▶ [What you need to do]:
Beginning at the line that contains "Query: cattail plant", reproduce the entries below exactly, ending with the line that contains "find grocery list". Omit each picture.

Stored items
☆ ☆ ☆

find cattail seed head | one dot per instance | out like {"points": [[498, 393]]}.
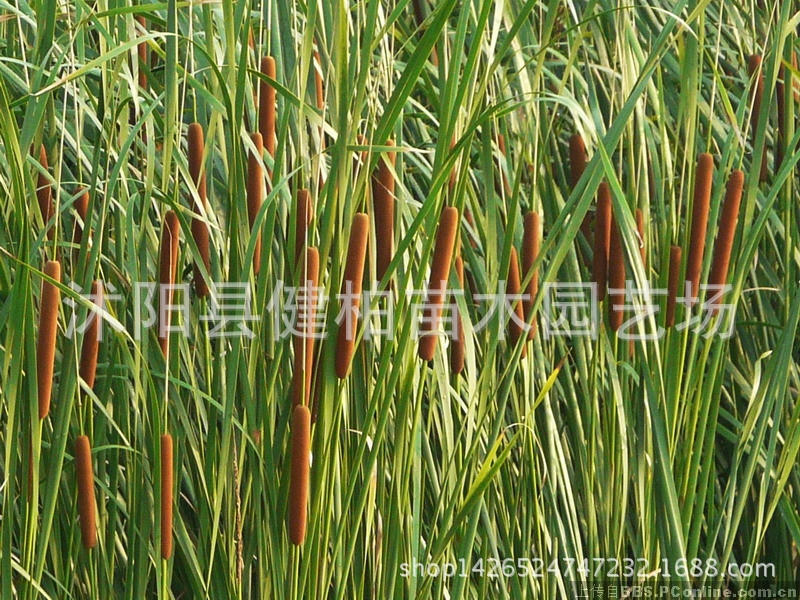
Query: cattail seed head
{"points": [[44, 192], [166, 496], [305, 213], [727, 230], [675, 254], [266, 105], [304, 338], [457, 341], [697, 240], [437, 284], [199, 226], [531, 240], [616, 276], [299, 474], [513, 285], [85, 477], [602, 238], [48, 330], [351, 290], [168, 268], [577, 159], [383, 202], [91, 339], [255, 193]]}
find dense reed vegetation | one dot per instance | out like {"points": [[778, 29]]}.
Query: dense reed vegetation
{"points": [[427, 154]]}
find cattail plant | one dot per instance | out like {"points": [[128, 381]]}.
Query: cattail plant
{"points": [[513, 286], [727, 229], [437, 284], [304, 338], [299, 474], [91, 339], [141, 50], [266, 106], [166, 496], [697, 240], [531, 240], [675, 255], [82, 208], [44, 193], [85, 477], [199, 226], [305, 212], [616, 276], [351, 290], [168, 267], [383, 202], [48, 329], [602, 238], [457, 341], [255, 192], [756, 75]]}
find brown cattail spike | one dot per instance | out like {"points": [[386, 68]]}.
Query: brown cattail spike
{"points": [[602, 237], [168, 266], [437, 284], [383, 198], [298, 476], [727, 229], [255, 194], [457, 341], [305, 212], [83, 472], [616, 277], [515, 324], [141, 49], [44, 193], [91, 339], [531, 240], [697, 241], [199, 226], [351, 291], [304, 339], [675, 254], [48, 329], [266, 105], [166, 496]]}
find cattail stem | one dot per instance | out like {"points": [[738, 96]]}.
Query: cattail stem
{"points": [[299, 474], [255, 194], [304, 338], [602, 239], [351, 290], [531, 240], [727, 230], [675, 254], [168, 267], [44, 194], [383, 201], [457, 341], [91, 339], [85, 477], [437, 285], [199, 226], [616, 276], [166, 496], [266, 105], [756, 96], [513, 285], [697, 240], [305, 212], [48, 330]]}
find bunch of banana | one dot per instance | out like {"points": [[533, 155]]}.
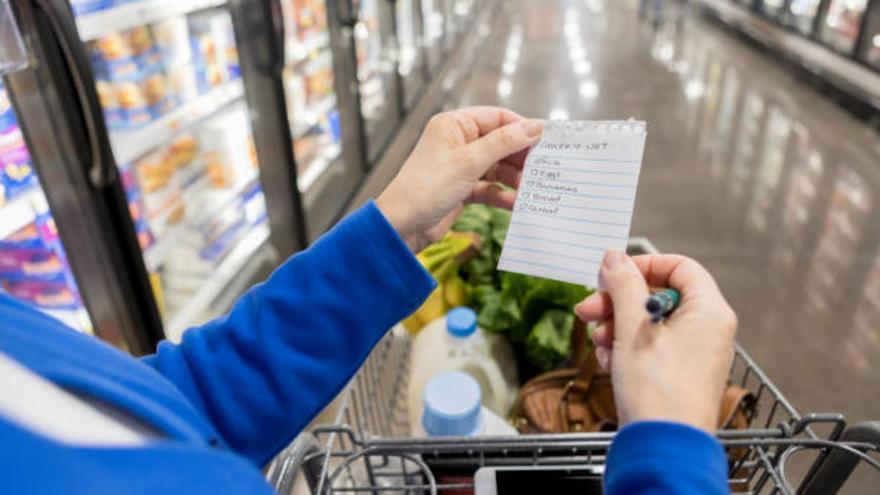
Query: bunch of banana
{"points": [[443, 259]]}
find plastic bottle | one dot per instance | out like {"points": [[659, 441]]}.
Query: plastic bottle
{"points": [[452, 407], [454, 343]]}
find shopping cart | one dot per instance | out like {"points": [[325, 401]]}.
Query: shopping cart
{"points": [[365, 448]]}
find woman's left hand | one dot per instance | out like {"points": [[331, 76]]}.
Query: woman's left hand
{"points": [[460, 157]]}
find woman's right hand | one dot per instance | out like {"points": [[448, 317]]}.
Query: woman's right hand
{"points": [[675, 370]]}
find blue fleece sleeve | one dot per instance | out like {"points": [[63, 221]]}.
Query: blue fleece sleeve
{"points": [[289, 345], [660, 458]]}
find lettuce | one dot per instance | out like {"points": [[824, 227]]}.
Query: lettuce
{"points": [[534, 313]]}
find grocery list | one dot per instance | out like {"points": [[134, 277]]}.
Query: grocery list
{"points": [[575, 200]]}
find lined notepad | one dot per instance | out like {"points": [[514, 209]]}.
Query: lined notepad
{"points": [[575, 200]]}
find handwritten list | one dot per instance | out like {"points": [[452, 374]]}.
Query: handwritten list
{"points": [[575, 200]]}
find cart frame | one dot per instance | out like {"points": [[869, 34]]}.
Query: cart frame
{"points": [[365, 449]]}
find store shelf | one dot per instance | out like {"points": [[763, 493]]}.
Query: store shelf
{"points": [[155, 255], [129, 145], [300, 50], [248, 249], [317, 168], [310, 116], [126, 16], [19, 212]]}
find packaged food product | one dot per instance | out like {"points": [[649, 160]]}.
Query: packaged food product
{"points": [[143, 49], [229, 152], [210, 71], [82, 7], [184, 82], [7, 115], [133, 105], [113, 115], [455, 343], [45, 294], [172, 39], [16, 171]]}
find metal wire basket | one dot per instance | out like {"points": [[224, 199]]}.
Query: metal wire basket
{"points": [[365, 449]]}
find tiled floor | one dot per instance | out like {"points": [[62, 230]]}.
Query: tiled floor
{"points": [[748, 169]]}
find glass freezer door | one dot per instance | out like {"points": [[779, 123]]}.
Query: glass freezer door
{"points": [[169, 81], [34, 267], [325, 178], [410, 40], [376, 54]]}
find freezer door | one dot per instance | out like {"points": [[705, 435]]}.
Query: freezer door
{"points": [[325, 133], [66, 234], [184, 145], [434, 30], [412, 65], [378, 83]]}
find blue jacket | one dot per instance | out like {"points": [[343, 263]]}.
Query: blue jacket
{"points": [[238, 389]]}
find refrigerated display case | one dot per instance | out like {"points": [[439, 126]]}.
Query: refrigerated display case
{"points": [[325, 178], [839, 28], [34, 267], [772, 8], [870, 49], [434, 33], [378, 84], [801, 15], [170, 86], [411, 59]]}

☆ ☆ ☆

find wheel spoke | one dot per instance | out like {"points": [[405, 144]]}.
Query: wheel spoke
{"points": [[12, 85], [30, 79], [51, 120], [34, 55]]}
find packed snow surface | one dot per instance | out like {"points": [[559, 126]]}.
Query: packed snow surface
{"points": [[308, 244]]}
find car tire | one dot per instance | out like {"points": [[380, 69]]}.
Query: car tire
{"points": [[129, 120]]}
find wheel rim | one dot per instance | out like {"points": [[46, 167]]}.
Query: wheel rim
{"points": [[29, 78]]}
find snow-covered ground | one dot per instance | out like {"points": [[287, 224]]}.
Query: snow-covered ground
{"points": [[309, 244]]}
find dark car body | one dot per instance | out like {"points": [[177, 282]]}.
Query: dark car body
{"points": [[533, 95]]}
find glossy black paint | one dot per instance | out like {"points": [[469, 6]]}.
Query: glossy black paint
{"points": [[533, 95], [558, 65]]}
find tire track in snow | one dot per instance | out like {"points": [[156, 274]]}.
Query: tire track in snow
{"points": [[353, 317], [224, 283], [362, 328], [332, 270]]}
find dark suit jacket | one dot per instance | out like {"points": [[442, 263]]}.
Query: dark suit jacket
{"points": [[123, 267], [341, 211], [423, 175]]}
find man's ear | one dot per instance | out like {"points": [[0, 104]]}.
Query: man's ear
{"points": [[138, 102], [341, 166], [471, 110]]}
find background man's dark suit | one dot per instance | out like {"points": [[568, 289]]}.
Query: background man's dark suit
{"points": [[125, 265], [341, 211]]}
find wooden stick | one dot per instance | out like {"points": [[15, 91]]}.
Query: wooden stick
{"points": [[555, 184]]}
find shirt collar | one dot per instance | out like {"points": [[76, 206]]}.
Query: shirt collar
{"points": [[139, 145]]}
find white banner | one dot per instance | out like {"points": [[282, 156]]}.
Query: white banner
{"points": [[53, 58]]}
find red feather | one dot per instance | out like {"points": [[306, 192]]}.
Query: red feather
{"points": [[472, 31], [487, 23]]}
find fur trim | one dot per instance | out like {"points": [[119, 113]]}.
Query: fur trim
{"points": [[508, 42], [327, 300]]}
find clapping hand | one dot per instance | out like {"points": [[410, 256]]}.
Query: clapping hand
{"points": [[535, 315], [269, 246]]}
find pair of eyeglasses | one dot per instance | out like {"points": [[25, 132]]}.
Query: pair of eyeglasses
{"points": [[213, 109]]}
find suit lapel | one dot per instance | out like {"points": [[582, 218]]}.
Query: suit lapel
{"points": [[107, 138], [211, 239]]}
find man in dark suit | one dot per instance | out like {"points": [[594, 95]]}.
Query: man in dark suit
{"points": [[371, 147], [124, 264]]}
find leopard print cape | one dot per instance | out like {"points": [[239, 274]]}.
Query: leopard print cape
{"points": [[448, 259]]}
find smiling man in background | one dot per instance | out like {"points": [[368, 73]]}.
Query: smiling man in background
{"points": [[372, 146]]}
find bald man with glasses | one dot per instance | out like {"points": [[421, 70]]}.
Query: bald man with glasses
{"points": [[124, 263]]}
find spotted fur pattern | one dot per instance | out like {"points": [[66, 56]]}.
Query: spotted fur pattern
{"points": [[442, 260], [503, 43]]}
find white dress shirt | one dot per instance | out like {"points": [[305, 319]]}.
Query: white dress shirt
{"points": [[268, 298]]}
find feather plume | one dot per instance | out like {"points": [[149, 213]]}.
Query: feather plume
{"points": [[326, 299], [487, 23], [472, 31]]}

☆ ☆ ☆

▶ [Answer section]:
Query: cattail plant
{"points": [[513, 286], [727, 229], [437, 284], [304, 338], [299, 474], [91, 339], [141, 50], [266, 106], [166, 496], [697, 240], [531, 240], [675, 255], [82, 208], [44, 193], [85, 477], [199, 226], [305, 212], [616, 276], [351, 290], [168, 267], [383, 202], [48, 329], [602, 238], [457, 341], [255, 192], [756, 75]]}
find brown cattail spike | one dot per instance | out like {"points": [[386, 68]]}.
Query: brown cattail spike
{"points": [[602, 237], [168, 266], [437, 284], [383, 198], [298, 476], [727, 229], [255, 194], [457, 341], [305, 212], [83, 472], [616, 277], [515, 324], [141, 49], [44, 193], [91, 339], [531, 240], [697, 241], [199, 226], [351, 291], [304, 339], [675, 254], [48, 329], [266, 105], [166, 496]]}
find cattail stem | one dot per instance | out like {"points": [[738, 96]]}.
Query: cattail stem
{"points": [[299, 474], [255, 194], [304, 338], [602, 239], [351, 290], [531, 240], [727, 230], [675, 254], [168, 267], [44, 194], [383, 201], [457, 341], [91, 339], [85, 477], [437, 285], [199, 226], [616, 276], [166, 496], [266, 105], [756, 96], [513, 285], [697, 240], [305, 212], [48, 330]]}
find bunch of banana | one dot per instance | out like {"points": [[533, 155]]}.
Query: bunch of banana
{"points": [[443, 259]]}
find plastic bottle | one dot per instance | out like {"points": [[659, 441]]}.
Query: plastic bottle
{"points": [[452, 407], [454, 343]]}
find shopping cart | one dot per instance | out like {"points": [[325, 401]]}.
Query: shopping cart
{"points": [[365, 448]]}
find woman's left hand | one dot per instance | out like {"points": [[331, 76]]}.
Query: woman's left hand
{"points": [[460, 157]]}
find woman's right hand | one dot per instance | out like {"points": [[448, 317]]}.
Query: woman's right hand
{"points": [[675, 370]]}
find blue fleece sleeve | one dot per instance | out like {"points": [[63, 221]]}.
Query: blue fleece sleeve
{"points": [[289, 345], [660, 458]]}
find lettuce | one dot per instance | out like {"points": [[824, 227]]}.
Query: lettuce
{"points": [[534, 313]]}
find grocery list | one dot per instance | out like {"points": [[134, 277]]}.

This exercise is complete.